- Textausschnitt -
════
Dabei sollte auch betont werden, dass der zunehmende Verbrauch primärer Energieressourcen ums Anderthalbfache mit einer Steigerung von CO2-Emissionen ebenfalls ums Anderthalbfache einherging. Wenn man von erneuerbaren Energiequellen spricht, so ist festzustellen, dass 40 Prozent der Erdbewohner zum Kochen Brennholz benutzen. Unter den Spitzenreitern erneuerbarer Energiequellen liegen auf Rang eins die alte gute Wasserkraftwirtschaft und das ebenso alte gute Brennholz. Der Anteil von Solar- und Windenergie ist in Wirklichkeit immer noch unbedeutend. Obwohl in den letzten zehn Jahren in Solar- und Windenergie gewaltige Investitionen von 2,5 Billionen US-Dollar geflossen sind, betrug der Zuwachs der installierten Leistung in diesem Sektor 700 Gigawatt. Insgesamt sind es 770 Gigawatt Solar- und Windenergie, die ca. fünf Prozent der gesamten Stromerzeugung weltweit ausmachen.

Andererseits ist festzustellen, dass die CO2-Zielwerte nicht erreicht werden. Wie wir sehen, ändert sich die Struktur des Weltenergiemixes nicht und bleibt recht stabil. Dieses Verhältnis des zunehmenden Energieverbrauchs und der Steigerung von СО2-Emissionswerten blieb im Laufe der letzten Jahrzehnte stabil und unverändert.

Offensichtlich können wir heute sagen, dass die Festlegung allein auf erneuerbare Energiequellen heutzutage nicht funktioniert. Die „totale Dekarbonisierung der Weltwirtschaft“ als Zielsetzung ist schlicht und einfach eine Utopie. Wir müssen uns darüber im Klaren sein, dass in den nächsten 20 Jahren fossile Energiequellen weiterhin ebenfalls eine große Rolle spielen werden. Aber vor allem müssen wir uns darüber im Klaren sein, dass gerade in diesem Anteil fossiler Energiequellen sich die wesentlichsten Wandlungen vollziehen werden dank Produktionswachstum, zunehmendem Verbrauch von Erdgas und dementsprechend einem steigenden Anteil von Erdgas im Weltenergiemix.
════
- Bereitgestelltes Material -
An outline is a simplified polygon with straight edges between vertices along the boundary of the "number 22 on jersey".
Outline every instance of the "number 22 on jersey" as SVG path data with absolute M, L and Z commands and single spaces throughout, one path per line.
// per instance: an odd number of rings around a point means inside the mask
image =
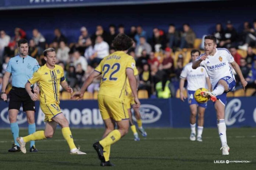
M 120 70 L 120 64 L 119 63 L 115 63 L 112 66 L 108 64 L 103 66 L 102 71 L 104 72 L 102 76 L 102 81 L 106 81 L 108 78 L 109 80 L 115 81 L 117 78 L 114 77 L 114 74 Z M 109 77 L 106 77 L 106 74 L 109 72 L 110 73 Z

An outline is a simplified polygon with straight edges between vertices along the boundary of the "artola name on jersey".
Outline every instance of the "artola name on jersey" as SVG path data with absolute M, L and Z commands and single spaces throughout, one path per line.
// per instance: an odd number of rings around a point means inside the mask
M 207 69 L 210 71 L 218 70 L 226 66 L 226 62 L 224 62 L 213 66 L 207 66 Z

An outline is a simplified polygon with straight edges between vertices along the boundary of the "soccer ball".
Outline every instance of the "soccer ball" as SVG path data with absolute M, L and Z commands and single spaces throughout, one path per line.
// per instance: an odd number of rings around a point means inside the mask
M 194 98 L 198 102 L 203 103 L 207 102 L 209 100 L 209 98 L 208 97 L 203 97 L 201 95 L 201 92 L 202 91 L 207 91 L 208 90 L 205 88 L 200 88 L 198 89 L 195 92 L 195 93 L 194 94 Z

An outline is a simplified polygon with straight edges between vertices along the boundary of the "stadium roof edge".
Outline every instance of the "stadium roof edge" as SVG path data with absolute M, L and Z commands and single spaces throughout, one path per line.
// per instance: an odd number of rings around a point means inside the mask
M 126 1 L 113 1 L 110 0 L 109 2 L 98 2 L 92 3 L 78 3 L 68 4 L 56 4 L 51 3 L 45 3 L 44 4 L 30 4 L 26 5 L 10 5 L 0 7 L 0 10 L 24 10 L 29 9 L 39 9 L 45 8 L 67 8 L 81 7 L 92 7 L 97 6 L 108 6 L 118 5 L 132 5 L 150 4 L 165 3 L 185 3 L 197 1 L 217 1 L 221 0 L 129 0 Z

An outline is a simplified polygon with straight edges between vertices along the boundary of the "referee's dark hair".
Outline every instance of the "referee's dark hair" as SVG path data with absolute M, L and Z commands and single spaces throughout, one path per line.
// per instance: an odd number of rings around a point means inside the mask
M 199 54 L 199 55 L 200 55 L 200 54 L 201 54 L 201 52 L 200 52 L 200 51 L 198 50 L 198 49 L 193 49 L 191 51 L 191 52 L 190 52 L 190 55 L 192 56 L 192 54 L 194 54 L 195 53 L 196 53 L 196 52 L 198 52 L 198 53 Z
M 26 44 L 28 43 L 28 42 L 25 39 L 21 39 L 18 41 L 18 47 L 21 47 L 21 44 Z
M 127 50 L 133 44 L 132 40 L 124 34 L 118 34 L 113 40 L 113 45 L 117 51 Z
M 47 53 L 48 52 L 55 52 L 55 50 L 53 48 L 48 48 L 43 51 L 43 56 L 47 57 Z

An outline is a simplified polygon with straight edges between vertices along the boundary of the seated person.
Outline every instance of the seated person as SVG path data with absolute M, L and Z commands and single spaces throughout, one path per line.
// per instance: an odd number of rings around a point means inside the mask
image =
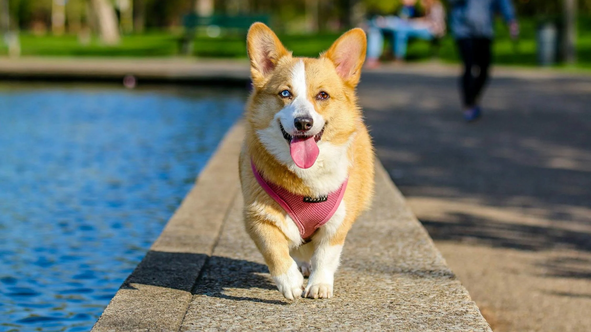
M 392 45 L 397 61 L 404 61 L 409 38 L 431 40 L 446 32 L 445 9 L 440 0 L 421 0 L 425 16 L 418 17 L 416 0 L 404 0 L 399 16 L 378 17 L 368 22 L 368 67 L 379 66 L 384 49 L 384 32 L 392 32 Z

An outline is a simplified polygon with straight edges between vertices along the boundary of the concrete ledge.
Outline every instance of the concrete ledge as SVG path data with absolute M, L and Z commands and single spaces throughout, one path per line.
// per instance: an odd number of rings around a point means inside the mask
M 329 300 L 286 302 L 243 229 L 226 135 L 92 331 L 474 331 L 490 327 L 379 162 L 374 207 L 349 233 Z

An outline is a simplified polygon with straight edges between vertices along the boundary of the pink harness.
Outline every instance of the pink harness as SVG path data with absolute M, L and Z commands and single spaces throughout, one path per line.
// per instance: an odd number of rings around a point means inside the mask
M 309 240 L 314 232 L 335 214 L 340 201 L 343 200 L 345 190 L 347 187 L 348 180 L 345 180 L 339 189 L 327 196 L 307 197 L 296 195 L 276 184 L 267 182 L 261 176 L 252 161 L 251 166 L 259 184 L 293 219 L 300 230 L 300 235 L 304 240 Z

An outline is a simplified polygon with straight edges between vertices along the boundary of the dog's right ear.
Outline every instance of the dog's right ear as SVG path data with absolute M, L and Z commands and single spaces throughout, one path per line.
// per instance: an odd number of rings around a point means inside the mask
M 254 23 L 246 35 L 246 50 L 251 59 L 252 83 L 261 87 L 282 57 L 290 54 L 277 35 L 265 24 Z

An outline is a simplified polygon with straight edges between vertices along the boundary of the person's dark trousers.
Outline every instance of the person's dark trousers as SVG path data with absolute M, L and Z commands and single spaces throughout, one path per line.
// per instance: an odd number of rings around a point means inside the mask
M 488 38 L 467 38 L 456 41 L 464 63 L 464 73 L 460 81 L 464 106 L 472 107 L 476 105 L 488 79 L 491 40 Z

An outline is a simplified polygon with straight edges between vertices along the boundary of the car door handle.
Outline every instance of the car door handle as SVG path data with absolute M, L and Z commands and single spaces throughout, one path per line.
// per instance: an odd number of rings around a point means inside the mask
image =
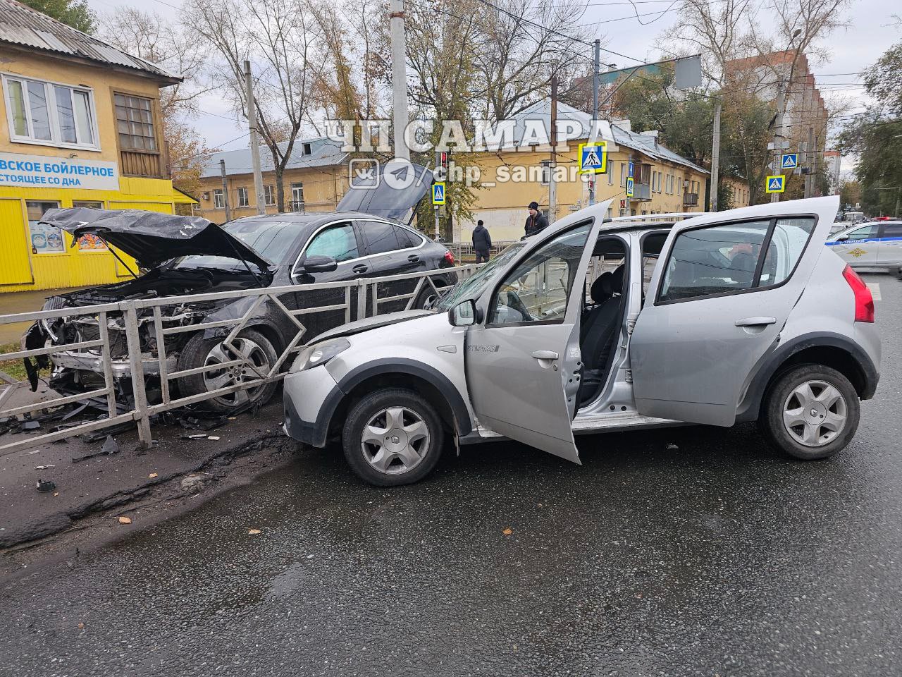
M 760 327 L 765 324 L 777 324 L 777 318 L 744 318 L 736 320 L 737 327 Z
M 557 353 L 554 350 L 534 350 L 532 357 L 536 359 L 557 359 Z

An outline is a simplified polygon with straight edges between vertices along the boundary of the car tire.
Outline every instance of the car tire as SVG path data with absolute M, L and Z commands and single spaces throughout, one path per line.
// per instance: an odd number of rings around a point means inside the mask
M 216 362 L 235 359 L 229 351 L 224 348 L 222 338 L 205 338 L 202 333 L 192 336 L 181 354 L 179 356 L 178 368 L 194 369 Z M 276 363 L 279 356 L 272 343 L 253 329 L 243 329 L 233 341 L 235 347 L 247 354 L 255 365 L 255 370 L 261 374 L 268 373 Z M 216 388 L 227 387 L 242 382 L 253 380 L 254 369 L 246 366 L 214 369 L 200 374 L 192 374 L 179 379 L 179 389 L 182 396 L 191 396 L 208 393 Z M 278 387 L 278 383 L 272 382 L 256 388 L 245 388 L 218 397 L 211 397 L 199 403 L 200 406 L 215 412 L 235 412 L 249 406 L 265 404 L 272 397 Z
M 794 459 L 818 460 L 841 451 L 855 435 L 861 405 L 842 374 L 823 365 L 793 367 L 771 384 L 759 426 Z
M 374 487 L 419 482 L 432 472 L 444 446 L 435 408 L 404 388 L 365 395 L 351 409 L 342 430 L 347 464 Z
M 429 284 L 427 284 L 417 295 L 413 310 L 431 311 L 438 303 L 439 295 Z

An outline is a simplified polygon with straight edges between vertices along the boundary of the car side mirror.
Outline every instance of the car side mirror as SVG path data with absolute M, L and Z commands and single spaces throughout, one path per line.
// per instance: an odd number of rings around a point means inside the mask
M 473 299 L 464 301 L 448 311 L 448 322 L 452 327 L 469 327 L 479 321 L 479 309 Z
M 338 262 L 331 256 L 315 254 L 311 256 L 304 256 L 298 262 L 295 273 L 331 273 L 337 267 Z

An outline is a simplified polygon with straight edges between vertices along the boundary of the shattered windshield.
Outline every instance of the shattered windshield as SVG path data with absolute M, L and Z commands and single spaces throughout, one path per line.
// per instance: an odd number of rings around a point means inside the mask
M 241 240 L 257 254 L 276 265 L 286 262 L 294 250 L 292 244 L 303 228 L 302 223 L 269 221 L 256 218 L 232 221 L 222 229 Z M 176 259 L 175 268 L 244 268 L 234 256 L 190 255 Z
M 492 281 L 498 276 L 498 274 L 520 254 L 525 244 L 523 242 L 515 242 L 480 268 L 479 272 L 475 273 L 472 277 L 468 277 L 463 282 L 458 283 L 445 295 L 445 298 L 437 306 L 437 310 L 441 312 L 454 308 L 460 301 L 466 299 L 478 298 L 485 291 L 485 288 L 492 283 Z

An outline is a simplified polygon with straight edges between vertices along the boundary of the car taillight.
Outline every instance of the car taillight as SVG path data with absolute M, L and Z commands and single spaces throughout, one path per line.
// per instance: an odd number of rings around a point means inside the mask
M 859 274 L 847 265 L 842 271 L 842 277 L 849 283 L 852 293 L 855 294 L 855 321 L 874 321 L 874 297 Z

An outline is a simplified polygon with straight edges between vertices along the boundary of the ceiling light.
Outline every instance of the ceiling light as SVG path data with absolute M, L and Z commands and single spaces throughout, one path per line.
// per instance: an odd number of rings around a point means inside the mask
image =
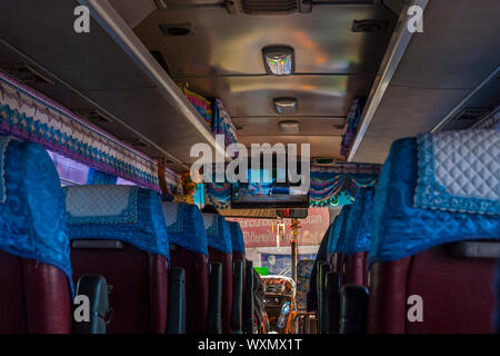
M 297 99 L 296 98 L 274 98 L 274 110 L 280 115 L 293 115 L 297 113 Z
M 296 120 L 284 120 L 280 121 L 280 130 L 287 135 L 296 135 L 299 134 L 299 121 Z
M 160 24 L 160 30 L 164 36 L 188 36 L 196 34 L 191 23 L 163 23 Z
M 294 71 L 293 48 L 270 46 L 262 49 L 266 71 L 273 76 L 288 76 Z

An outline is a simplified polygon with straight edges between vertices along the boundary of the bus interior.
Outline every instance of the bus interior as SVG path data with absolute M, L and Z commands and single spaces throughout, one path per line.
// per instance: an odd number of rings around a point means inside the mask
M 0 334 L 500 333 L 498 0 L 0 0 Z

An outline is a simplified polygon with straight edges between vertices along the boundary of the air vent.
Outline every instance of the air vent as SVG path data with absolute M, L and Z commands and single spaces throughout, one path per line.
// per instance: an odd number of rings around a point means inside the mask
M 54 82 L 48 77 L 43 76 L 40 71 L 36 70 L 31 66 L 24 63 L 10 63 L 0 65 L 0 67 L 10 76 L 14 77 L 23 83 L 44 83 L 53 86 Z
M 463 108 L 442 128 L 446 130 L 463 130 L 483 119 L 493 108 Z
M 134 147 L 134 148 L 147 148 L 147 147 L 150 147 L 150 145 L 148 142 L 144 142 L 140 138 L 133 138 L 133 137 L 131 137 L 131 138 L 123 138 L 122 141 L 126 142 L 127 145 L 130 145 L 130 146 Z
M 352 22 L 352 32 L 368 32 L 376 33 L 381 32 L 388 26 L 388 21 L 378 21 L 378 20 L 354 20 Z
M 333 166 L 334 164 L 336 159 L 330 157 L 316 157 L 312 159 L 313 166 Z
M 227 0 L 226 9 L 230 14 L 288 14 L 311 12 L 311 0 Z
M 113 120 L 106 115 L 102 115 L 99 110 L 94 109 L 77 109 L 76 113 L 84 118 L 87 121 L 90 121 L 96 125 L 112 122 Z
════
- Schriftliche Aufgabe -
Schreib einen Teil des Textausschnitts zum Weltenergiemix erneut auf: Beginne bei den Worten „Andererseits ist festzustellen, dass“ und höre nach „stabil und unverändert.“ auf. Tausche dabei „Struktur“ gegen „Zusammensetzung“ aus.

- Antwort zur Aufgabe -
Andererseits ist festzustellen, dass die CO2-Zielwerte nicht erreicht werden. Wie wir sehen, ändert sich die Zusammensetzung des Weltenergiemixes nicht und bleibt recht stabil. Dieses Verhältnis des zunehmenden Energieverbrauchs und der Steigerung von СО2-Emissionswerten blieb im Laufe der letzten Jahrzehnte stabil und unverändert.